Problem a >>
Reproduce the travel piece "The Last Col" in full, word for word.
☆ ☆ ☆ ☆ ☆ ☆ ☆
The Last Col

I had real mixed feelings as I guided Baby from Como this morning.

With Mrs Dookes flying out to be with me, I had to pause, draw breath, stop being self-centred and only thinking of motorbikes for a few days. I’ve got to admit that despite it being quite a difference from my normal road-trip ‘modus operandi,’ it worked superbly and the break from riding did help recharge the old Dookes batteries! On the other hand, I was just about ready to get rolling again by this morning, there’s only so many pastel shaded salmon coloured houses with tile roofs that I can cope with looking at!

There is just one funny thing though, after three days of not riding it came as a bit of a shock just how heavy Baby really is! I supposed I’d got so used to her massive bulk that I’d forgotten how bloody awkward she can be at slow speeds and on indifferent road surfaces, like stone cobbles! Thank you Como for reminding me of that!

Once we got on the open road I was able to relax a tad, if one can ever relax when riding on an Italian Autostrada! Now don’t get me wrong, the Italian motorways are not in my opinion inherently more dangerous than any other high-speed trunk road found throughout Western Europe, you just have to approach them a bit differently. For example, apart from lane one the other lanes have strict minimum speeds and frankly you be crazy to ignore that. What the Autostrada really does is make people use their mirrors properly, not lane hog and anticipate well in advance. True you will see bonkers things occasionally, but tell me a motorway anywhere where you don’t! The only unfortunate thing about the Autostradas is that the majority of them are toll roads and not cheap ones either, so whilst they undoubtably save time you pay for it!

Leaving Como we headed South, skirted Milan and struck out East to Turin where we took the A32 towards the French border.

By Susa and 130 miles of hot, hot, hot slog, I was ready for a change and turned off the Autostrada to find some altitude and cooler air. At 2083metres/6834feet Col du Mont Cenis seemed to fit the bill nicely, it’s just that I’d forgotten how much hard work it takes to get up there! The road isn’t technically very difficult, but I’ve always found that I can’t really get a rhythm going on it and today was no exception!
☆ ☆ ☆ ☆ ☆ ☆ ☆
Problem b >>
Transfer every row below, request lines included, and add -60 to each vertex coordinate in the answers.
☆ ☆ ☆ ☆ ☆ ☆ ☆
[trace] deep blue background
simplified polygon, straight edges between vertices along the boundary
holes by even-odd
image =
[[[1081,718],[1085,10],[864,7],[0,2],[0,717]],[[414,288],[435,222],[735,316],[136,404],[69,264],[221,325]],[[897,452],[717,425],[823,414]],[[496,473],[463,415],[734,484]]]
☆ ☆ ☆ ☆ ☆ ☆ ☆
Finished answer a >>
The Last Col

I had real mixed feelings as I guided Baby from Como this morning.

With Mrs Dookes flying out to be with me, I had to pause, draw breath, stop being self-centred and only thinking of motorbikes for a few days. I’ve got to admit that despite it being quite a difference from my normal road-trip ‘modus operandi,’ it worked superbly and the break from riding did help recharge the old Dookes batteries! On the other hand, I was just about ready to get rolling again by this morning, there’s only so many pastel shaded salmon coloured houses with tile roofs that I can cope with looking at!

There is just one funny thing though, after three days of not riding it came as a bit of a shock just how heavy Baby really is! I supposed I’d got so used to her massive bulk that I’d forgotten how bloody awkward she can be at slow speeds and on indifferent road surfaces, like stone cobbles! Thank you Como for reminding me of that!

Once we got on the open road I was able to relax a tad, if one can ever relax when riding on an Italian Autostrada! Now don’t get me wrong, the Italian motorways are not in my opinion inherently more dangerous than any other high-speed trunk road found throughout Western Europe, you just have to approach them a bit differently. For example, apart from lane one the other lanes have strict minimum speeds and frankly you be crazy to ignore that. What the Autostrada really does is make people use their mirrors properly, not lane hog and anticipate well in advance. True you will see bonkers things occasionally, but tell me a motorway anywhere where you don’t! The only unfortunate thing about the Autostradas is that the majority of them are toll roads and not cheap ones either, so whilst they undoubtably save time you pay for it!

Leaving Como we headed South, skirted Milan and struck out East to Turin where we took the A32 towards the French border.

By Susa and 130 miles of hot, hot, hot slog, I was ready for a change and turned off the Autostrada to find some altitude and cooler air. At 2083metres/6834feet Col du Mont Cenis seemed to fit the bill nicely, it’s just that I’d forgotten how much hard work it takes to get up there! The road isn’t technically very difficult, but I’ve always found that I can’t really get a rhythm going on it and today was no exception!

Finished answer b >>
[trace] deep blue background
simplified polygon, straight edges between vertices along the boundary
holes by even-odd
image =
[[[1021,658],[1025,-50],[804,-53],[-60,-58],[-60,657]],[[354,228],[375,162],[675,256],[76,344],[9,204],[161,265]],[[837,392],[657,365],[763,354]],[[436,413],[403,355],[674,424]]]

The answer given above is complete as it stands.